§ **QUOTED TEXT**

How this training helped male executives confront their privilege and bias

[Photo: ajfilgud/iStock]

BY Lydia Dishman5 minute read

Jean-Hervey Cesar, the Ninjas product + performance lead at Bonobos, can clearly remember when his group of friends would use off-color language to describe a woman. He says that he would “cringe internally.” But still, like many men, he’d let it pass without saying anything.

That is until he went through the company’s interactive workshop in March. In partnership with Promundo, an organization that aims to promote gender justice and prevent violence by engaging men and boys in partnership with women and girls, Bonobos encouraged employees to take part in the training as part of a month-long push to promote allyship.

Cesar says one particular session was aimed at getting male participants to speak up when they hear sexist language. Since then, Cesar says he’s been more conscious of his blind spots and made a more concerted effort to interject when he hears those kinds of microaggressions.

Both he and his colleague Tim Frazer, a senior software engineer, acknowledge that the voluntary  workshop served to illuminate their blind spots when dealing with and talking about women. Frazer says that he didn’t realize how often his blind spots arose from the privilege he has as a white man. But Cesar, an African-American man, says he too came to realize that he was in a position of privilege just by virtue of being male.

Many of these types of seminars and workshops have sprung up in the aftermath of the #MeToo movement. The aftershocks of sexual harassment allegations across industries took the form of raised awareness with companies scrambling to provide more training at the board of director level. One study from NAVEX Global found that 73% of 1,200 respondents said they train their board members, up from 44% percent in 2017. However, when Greenhouse and HRWins surveyed more than 1,300 businesses with over 1,000 employees, their report revealed a scant 24% are addressing sexual harassment with training.

Of the companies that do offer some type of workshop like Premundo’s, the results can have long-lasting positive repercussions beyond the more traditional diversity training. But according to Rebecca Henderson, CEO of Randstad Sourceright, a global provider of HR services, training alone is not enough. “Organizations need to couple building awareness of gender inequality with prescriptive conversations about how employees should report bias, as well as a clear breakdown of how—and through what channels—management plans to respond,” she explains.

A year before #MeToo’s 2017 inflection point, Chevron launched its Catalyst’s MARC (Men Advocating Real Change) program. Participation is voluntary and now there are more than 3,000 participants in 17 locations across 12 countries (about 60% male and 40% female).

§ **EXTRACTED RECORDS**
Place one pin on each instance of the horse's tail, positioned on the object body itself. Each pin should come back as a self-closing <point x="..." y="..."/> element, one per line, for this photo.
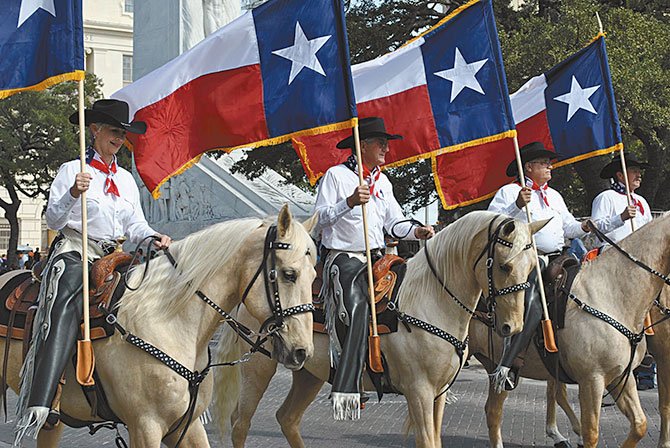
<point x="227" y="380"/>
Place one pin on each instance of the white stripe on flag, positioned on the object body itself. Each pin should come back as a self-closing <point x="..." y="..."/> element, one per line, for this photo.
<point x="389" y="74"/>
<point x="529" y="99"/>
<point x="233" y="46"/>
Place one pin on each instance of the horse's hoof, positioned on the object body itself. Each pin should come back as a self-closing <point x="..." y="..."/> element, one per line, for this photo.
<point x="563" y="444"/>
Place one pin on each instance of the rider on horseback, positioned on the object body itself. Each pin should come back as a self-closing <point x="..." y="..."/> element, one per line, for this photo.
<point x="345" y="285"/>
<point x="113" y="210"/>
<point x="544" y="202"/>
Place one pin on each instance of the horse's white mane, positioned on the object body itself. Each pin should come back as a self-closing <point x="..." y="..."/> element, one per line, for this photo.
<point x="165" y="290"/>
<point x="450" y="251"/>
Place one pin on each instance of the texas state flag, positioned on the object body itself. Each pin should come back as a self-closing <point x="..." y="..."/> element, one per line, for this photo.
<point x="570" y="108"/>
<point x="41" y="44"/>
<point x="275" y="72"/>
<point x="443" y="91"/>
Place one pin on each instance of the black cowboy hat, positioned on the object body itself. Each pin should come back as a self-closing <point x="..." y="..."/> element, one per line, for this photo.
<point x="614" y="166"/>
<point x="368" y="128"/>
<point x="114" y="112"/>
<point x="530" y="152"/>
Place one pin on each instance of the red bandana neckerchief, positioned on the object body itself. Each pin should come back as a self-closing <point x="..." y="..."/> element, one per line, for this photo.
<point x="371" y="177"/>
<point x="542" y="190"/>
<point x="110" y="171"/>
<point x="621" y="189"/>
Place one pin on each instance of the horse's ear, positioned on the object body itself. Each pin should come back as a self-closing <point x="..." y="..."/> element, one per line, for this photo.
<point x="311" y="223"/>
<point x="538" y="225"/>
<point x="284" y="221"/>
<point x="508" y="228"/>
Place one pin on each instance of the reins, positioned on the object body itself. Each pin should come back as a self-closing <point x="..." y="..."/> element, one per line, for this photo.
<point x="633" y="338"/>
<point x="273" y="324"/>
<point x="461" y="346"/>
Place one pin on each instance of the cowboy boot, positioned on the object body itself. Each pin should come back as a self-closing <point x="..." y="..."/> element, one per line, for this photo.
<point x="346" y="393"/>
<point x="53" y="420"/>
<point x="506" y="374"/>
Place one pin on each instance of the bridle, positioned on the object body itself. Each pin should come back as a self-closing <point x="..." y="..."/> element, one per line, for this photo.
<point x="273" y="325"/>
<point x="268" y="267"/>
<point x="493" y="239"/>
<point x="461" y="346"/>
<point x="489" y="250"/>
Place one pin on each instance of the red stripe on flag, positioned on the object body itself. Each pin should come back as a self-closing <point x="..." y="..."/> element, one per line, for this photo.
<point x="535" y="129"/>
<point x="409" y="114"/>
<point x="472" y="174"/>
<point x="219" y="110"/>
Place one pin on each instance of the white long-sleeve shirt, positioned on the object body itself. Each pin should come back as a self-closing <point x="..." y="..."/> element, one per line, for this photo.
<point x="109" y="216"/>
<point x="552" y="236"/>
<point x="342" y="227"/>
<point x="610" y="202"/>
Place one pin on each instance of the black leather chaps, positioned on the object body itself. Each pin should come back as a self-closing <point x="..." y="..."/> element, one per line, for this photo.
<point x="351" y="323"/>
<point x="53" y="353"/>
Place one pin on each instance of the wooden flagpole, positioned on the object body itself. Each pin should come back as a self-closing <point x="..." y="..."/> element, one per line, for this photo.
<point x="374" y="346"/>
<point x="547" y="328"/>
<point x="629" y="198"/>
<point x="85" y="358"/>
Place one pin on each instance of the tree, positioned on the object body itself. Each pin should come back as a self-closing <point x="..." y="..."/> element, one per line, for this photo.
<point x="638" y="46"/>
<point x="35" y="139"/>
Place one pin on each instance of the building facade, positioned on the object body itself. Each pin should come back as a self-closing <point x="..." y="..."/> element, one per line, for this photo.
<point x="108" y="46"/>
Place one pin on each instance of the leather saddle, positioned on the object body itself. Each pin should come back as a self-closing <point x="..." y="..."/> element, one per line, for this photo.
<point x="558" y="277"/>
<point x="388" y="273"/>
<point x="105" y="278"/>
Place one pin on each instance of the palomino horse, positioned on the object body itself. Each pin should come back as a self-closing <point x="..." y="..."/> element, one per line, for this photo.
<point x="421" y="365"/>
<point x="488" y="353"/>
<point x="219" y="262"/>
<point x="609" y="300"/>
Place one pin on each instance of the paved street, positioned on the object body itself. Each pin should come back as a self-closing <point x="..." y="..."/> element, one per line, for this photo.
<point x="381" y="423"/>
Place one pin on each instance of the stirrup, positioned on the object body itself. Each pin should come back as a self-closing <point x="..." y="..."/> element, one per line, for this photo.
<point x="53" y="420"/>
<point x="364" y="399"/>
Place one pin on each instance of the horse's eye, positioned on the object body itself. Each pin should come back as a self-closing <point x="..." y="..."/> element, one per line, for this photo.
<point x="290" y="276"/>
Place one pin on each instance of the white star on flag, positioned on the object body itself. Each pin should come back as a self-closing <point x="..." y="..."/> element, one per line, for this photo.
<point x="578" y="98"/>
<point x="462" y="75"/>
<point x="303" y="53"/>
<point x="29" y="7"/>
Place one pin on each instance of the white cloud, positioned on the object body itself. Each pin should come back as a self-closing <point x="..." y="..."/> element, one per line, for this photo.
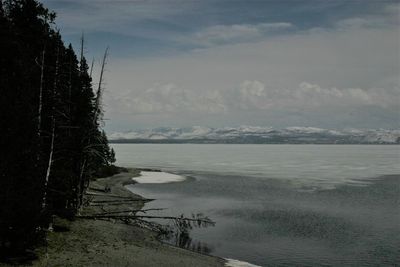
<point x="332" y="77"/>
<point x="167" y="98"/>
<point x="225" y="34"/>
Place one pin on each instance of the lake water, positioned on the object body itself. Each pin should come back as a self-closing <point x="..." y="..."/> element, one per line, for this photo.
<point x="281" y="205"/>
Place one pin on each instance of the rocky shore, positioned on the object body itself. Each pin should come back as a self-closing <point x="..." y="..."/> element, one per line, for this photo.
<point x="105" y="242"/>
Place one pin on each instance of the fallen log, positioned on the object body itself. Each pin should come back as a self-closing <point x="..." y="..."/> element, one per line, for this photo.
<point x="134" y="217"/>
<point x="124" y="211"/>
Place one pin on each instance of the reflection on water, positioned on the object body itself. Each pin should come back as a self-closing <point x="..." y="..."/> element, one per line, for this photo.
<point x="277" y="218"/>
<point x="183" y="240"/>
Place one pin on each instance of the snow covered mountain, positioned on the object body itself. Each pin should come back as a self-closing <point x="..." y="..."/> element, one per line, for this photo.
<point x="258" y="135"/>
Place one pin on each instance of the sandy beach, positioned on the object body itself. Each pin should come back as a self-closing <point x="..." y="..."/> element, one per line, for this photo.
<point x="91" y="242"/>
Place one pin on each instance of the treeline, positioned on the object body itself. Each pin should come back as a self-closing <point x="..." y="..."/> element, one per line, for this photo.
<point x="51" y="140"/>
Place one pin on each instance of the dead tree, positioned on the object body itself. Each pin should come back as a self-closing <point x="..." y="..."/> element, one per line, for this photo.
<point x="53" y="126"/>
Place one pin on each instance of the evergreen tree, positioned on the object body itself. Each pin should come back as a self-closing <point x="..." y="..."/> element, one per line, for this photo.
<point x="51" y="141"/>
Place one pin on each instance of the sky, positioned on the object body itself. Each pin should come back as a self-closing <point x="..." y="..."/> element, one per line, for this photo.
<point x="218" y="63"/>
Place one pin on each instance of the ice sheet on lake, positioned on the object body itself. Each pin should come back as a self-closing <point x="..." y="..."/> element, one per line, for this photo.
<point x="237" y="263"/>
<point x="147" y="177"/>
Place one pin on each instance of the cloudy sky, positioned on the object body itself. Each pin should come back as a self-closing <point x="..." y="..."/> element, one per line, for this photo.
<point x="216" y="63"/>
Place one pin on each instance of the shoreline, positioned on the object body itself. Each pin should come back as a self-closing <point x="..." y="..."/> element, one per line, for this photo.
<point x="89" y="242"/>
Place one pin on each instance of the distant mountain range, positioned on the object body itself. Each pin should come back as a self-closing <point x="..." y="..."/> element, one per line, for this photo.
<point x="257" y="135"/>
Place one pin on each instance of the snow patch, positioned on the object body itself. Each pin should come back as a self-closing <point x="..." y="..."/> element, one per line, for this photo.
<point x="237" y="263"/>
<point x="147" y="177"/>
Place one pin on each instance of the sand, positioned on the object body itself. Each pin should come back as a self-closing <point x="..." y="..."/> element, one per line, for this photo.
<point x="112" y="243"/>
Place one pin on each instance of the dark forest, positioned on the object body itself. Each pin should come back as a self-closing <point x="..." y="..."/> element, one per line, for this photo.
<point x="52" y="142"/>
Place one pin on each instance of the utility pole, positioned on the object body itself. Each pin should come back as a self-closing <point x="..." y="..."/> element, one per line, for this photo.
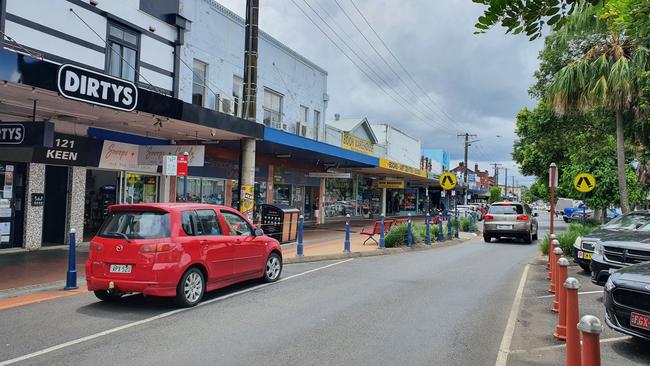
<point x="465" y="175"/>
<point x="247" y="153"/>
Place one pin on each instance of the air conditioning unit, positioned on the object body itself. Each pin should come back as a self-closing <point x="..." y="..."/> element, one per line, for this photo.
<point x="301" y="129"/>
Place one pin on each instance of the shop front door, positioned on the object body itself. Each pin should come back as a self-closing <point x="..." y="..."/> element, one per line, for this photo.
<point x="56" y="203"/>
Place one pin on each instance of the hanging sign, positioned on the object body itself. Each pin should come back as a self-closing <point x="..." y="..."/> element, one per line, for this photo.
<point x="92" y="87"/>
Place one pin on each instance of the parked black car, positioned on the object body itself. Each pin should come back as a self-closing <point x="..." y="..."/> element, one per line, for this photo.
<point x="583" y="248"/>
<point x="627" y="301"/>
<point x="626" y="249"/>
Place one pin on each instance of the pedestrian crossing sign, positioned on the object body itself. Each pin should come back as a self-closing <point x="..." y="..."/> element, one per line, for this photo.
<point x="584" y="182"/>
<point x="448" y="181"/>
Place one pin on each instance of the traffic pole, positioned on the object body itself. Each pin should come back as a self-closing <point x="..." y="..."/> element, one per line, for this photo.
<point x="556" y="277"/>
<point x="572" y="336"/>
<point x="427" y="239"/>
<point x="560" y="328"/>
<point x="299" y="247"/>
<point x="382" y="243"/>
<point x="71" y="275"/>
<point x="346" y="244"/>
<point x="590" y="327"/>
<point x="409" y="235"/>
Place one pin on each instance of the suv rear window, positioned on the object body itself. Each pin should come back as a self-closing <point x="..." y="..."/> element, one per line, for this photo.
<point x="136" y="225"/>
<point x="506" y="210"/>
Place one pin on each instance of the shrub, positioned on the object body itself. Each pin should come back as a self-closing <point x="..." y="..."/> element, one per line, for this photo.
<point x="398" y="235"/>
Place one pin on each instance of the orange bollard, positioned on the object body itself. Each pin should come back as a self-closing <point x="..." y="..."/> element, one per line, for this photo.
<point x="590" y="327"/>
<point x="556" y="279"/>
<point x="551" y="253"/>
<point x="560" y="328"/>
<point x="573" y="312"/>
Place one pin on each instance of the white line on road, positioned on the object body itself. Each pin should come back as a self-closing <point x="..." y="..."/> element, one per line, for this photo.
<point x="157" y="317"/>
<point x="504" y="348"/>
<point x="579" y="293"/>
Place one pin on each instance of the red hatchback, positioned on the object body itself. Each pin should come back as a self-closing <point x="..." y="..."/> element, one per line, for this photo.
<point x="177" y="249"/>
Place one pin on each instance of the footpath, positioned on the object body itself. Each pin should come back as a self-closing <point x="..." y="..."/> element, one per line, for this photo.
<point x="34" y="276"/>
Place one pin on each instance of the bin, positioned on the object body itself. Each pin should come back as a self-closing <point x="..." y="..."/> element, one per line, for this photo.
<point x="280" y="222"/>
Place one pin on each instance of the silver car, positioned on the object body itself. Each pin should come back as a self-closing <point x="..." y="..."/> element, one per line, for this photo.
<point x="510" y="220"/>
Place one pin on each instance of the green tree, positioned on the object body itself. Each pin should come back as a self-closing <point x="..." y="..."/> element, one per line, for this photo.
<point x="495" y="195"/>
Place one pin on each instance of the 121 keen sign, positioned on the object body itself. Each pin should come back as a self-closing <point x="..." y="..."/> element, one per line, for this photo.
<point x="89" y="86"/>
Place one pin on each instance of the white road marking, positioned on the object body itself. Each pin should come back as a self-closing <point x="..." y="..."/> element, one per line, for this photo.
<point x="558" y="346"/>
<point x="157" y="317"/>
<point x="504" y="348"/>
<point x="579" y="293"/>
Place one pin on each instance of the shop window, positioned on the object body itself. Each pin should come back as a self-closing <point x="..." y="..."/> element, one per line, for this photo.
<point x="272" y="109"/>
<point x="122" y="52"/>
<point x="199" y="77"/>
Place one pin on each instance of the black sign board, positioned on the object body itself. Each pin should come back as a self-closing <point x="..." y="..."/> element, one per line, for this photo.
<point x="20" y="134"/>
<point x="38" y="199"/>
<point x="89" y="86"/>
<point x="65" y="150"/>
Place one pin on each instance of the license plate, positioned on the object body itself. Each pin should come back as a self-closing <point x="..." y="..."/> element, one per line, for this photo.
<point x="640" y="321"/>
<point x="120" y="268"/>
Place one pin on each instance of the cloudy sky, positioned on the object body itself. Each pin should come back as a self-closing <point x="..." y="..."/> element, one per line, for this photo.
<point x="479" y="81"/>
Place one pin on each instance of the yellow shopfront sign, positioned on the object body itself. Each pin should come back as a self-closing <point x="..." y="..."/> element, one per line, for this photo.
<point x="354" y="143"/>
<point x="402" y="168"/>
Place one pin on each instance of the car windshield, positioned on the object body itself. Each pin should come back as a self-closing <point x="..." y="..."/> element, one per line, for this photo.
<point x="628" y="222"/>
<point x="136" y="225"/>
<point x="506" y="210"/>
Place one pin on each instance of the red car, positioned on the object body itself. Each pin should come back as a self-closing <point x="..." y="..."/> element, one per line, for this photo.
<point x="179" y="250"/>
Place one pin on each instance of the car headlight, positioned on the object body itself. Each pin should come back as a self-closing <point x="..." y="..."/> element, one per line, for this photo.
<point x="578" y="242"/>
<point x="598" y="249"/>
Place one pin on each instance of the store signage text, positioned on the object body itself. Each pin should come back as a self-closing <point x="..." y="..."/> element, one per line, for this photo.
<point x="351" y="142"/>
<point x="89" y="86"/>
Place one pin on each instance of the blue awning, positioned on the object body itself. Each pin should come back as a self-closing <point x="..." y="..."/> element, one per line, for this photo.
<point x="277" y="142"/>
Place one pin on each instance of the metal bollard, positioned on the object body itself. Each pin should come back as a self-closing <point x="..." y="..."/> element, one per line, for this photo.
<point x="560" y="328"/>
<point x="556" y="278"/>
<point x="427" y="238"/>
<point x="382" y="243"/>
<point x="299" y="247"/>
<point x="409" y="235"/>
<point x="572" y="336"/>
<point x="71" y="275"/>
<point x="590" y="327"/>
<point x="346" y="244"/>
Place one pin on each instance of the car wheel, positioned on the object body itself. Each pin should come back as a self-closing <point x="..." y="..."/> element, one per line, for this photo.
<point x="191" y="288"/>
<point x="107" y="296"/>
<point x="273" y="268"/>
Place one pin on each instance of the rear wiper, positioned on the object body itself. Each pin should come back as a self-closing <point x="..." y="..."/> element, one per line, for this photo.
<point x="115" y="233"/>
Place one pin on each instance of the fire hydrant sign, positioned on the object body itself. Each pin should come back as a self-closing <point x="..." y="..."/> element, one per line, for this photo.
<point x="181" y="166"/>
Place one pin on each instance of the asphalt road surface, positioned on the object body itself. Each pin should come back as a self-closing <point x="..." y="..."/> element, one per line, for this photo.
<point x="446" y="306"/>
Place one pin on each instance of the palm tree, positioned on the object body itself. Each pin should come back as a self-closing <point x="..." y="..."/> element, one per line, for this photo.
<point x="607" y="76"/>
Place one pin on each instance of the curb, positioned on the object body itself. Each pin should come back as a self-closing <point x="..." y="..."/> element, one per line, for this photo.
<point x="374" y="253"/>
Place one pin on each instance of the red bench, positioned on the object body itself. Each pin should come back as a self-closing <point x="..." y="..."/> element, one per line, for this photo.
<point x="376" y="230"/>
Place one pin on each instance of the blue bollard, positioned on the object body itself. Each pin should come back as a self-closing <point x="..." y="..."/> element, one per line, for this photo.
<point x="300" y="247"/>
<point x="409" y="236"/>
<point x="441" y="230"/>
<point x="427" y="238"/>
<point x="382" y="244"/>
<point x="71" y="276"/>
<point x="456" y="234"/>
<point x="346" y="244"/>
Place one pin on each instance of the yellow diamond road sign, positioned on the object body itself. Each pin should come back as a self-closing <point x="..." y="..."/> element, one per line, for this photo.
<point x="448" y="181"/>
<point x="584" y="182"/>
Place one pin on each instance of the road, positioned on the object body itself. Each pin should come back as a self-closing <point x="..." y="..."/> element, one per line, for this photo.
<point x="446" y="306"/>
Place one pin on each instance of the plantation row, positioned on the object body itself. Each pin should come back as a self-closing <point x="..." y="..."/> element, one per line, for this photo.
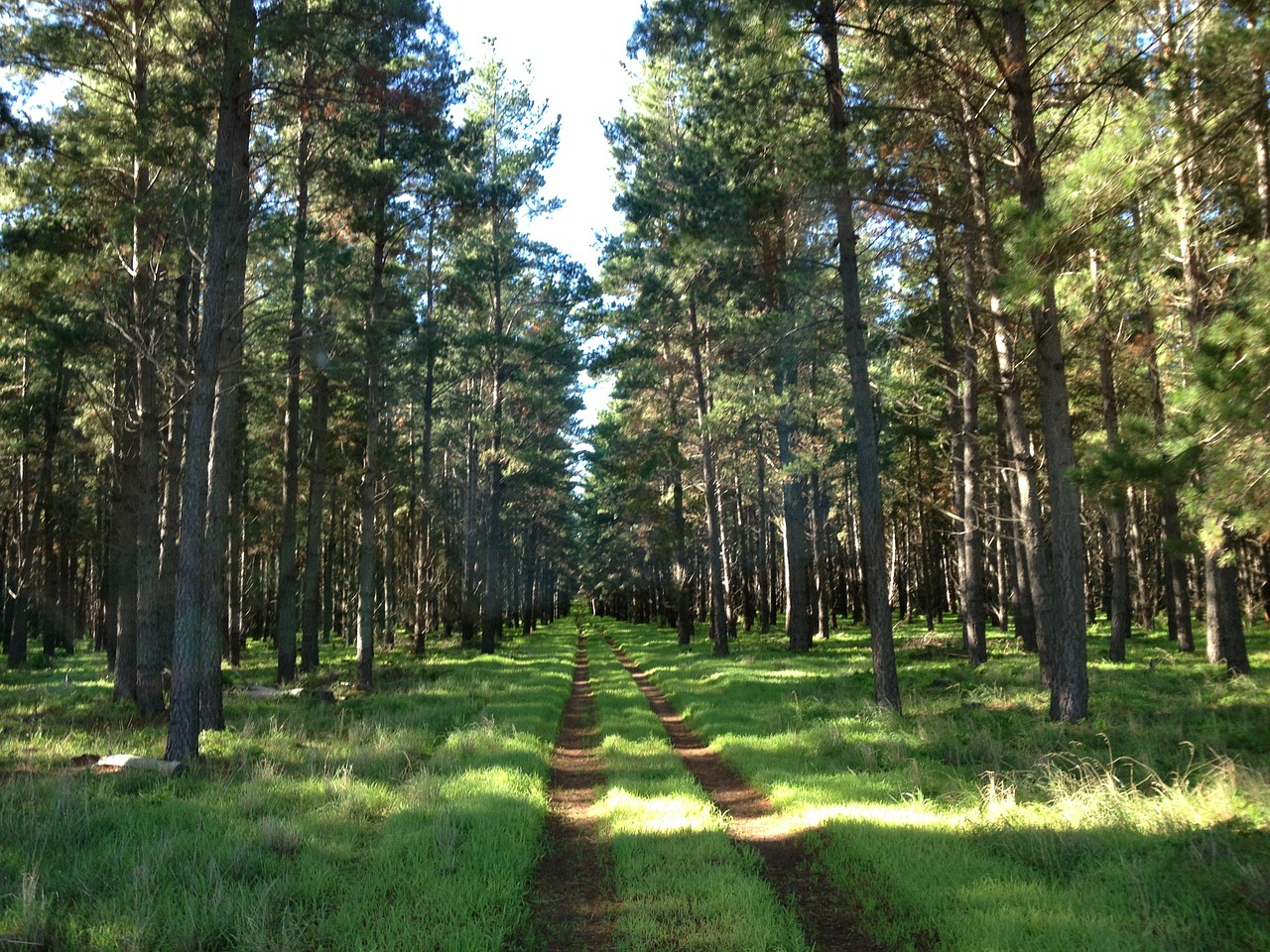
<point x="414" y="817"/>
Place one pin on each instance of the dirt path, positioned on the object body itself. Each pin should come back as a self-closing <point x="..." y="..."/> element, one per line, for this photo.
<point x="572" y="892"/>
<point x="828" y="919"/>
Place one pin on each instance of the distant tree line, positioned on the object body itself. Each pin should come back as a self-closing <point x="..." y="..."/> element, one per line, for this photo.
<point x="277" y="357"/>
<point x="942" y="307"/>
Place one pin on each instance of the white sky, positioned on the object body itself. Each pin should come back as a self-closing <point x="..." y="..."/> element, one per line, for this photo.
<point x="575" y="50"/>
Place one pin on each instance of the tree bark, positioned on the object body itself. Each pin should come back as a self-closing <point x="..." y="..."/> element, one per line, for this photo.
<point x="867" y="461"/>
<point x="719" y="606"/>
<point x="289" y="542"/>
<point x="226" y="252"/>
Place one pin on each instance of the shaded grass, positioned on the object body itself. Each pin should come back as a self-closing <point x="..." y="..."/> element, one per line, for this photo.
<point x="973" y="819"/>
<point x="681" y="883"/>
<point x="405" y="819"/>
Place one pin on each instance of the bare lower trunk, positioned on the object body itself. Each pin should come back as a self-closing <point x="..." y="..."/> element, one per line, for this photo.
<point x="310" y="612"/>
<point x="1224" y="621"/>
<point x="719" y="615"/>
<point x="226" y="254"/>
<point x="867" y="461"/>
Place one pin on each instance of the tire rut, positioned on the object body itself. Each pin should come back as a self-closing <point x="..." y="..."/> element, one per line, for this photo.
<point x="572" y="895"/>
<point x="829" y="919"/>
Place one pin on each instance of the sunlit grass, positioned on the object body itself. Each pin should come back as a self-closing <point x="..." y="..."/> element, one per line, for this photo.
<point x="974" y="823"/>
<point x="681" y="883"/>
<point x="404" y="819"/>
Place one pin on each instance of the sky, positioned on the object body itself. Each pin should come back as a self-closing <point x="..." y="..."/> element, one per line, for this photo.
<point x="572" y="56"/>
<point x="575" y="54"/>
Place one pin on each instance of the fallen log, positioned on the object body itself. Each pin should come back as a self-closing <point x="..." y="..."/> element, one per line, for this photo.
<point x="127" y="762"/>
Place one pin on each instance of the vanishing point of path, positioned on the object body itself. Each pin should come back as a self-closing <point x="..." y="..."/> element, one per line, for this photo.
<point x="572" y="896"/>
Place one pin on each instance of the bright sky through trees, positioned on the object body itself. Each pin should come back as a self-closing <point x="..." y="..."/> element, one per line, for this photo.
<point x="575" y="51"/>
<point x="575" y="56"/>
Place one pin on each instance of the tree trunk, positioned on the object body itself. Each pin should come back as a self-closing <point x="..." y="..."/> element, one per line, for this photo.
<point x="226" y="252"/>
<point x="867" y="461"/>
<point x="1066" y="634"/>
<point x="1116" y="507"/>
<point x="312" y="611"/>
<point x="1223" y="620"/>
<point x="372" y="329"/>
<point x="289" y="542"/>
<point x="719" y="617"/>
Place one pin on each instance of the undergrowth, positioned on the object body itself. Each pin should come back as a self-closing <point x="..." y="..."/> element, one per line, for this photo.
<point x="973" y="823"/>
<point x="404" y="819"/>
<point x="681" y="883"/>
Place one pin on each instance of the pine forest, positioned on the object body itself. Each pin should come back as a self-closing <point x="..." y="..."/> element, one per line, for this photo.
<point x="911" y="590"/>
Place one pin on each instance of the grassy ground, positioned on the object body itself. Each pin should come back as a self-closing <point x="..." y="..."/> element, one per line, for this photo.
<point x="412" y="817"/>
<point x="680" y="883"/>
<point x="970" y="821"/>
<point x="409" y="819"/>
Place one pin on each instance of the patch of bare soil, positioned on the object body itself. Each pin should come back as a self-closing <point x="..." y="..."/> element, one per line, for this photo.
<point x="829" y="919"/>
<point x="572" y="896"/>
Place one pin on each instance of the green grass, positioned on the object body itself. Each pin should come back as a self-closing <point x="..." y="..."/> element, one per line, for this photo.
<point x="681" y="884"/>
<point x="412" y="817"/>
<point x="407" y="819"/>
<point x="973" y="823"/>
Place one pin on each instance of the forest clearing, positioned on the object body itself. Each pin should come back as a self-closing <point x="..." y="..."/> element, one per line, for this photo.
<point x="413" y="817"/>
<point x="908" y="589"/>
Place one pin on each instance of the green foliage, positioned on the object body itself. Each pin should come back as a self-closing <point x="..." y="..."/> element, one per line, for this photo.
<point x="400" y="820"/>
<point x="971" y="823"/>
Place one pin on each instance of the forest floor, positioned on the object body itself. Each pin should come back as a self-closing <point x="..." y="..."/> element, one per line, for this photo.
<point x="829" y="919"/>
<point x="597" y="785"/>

§ **SHORT TASK 1**
Pick out every line of the records that contains the string "lake", matching case exactly.
§ **SHORT TASK 2**
Resume the article on allyship training for male executives, starting after its last sentence.

§ **TASK ANSWER 1**
Place one pin on each instance of the lake water, positioned on the object body itself. Each pin should come back as a self-closing <point x="..." y="..."/> element, one per line, for this photo.
Place one pin on each instance of the ice sheet on lake, positioned on the object body itself. Each pin should come back as a self-closing <point x="..." y="..."/> element, one per line, for this photo.

§ **TASK ANSWER 2**
According to Chevron, the year-long program engages men to be more active champions for inclusion, recognizing that it’s not fair or reasonable to expect women to be the only advocates for gender equality. Women and men meet in same-gender teams for the first six months, then in mixed gender teams for the remainder of the year. “The MARC program provides structure to have meaningful conversations about a sensitive topic and is bringing awareness about unconscious biases and exclusive behaviors,” says a company spokesperson.

Kevin Lucke, vice president of lubricants for Chevron,  says he signed up right away. As a self-proclaimed podcast geek, Lucke had been listening to several podcasts that discussed the business advantages of diverse teams. “I need to learn more,” he recalls thinking. The MARC program, he discovered, “teaches us to have real dialogues about real issues.” Within the first six months of the all-male portion of the program (each group had between six and seven participants), Lucke says they explored their biases in roundtable discussions. In the second part with mixed gender groups, Lucke says they discussed similar topics, but he adds, “it allowed us to hear women instead of us telling each other what women think.”

While these discussions didn’t necessarily center around harassment, Lucke says that they ultimately helped him as a leader understand female employees and their challenges. The result caused the 35-year veteran of the company to rethink how he was selecting people for jobs. “If you were one of the people doing a job like that, you would get the job,” he explains of his former thought process behind hiring. Now, says Lucke, of his seven direct reports, three are women—up from just one before he started the program.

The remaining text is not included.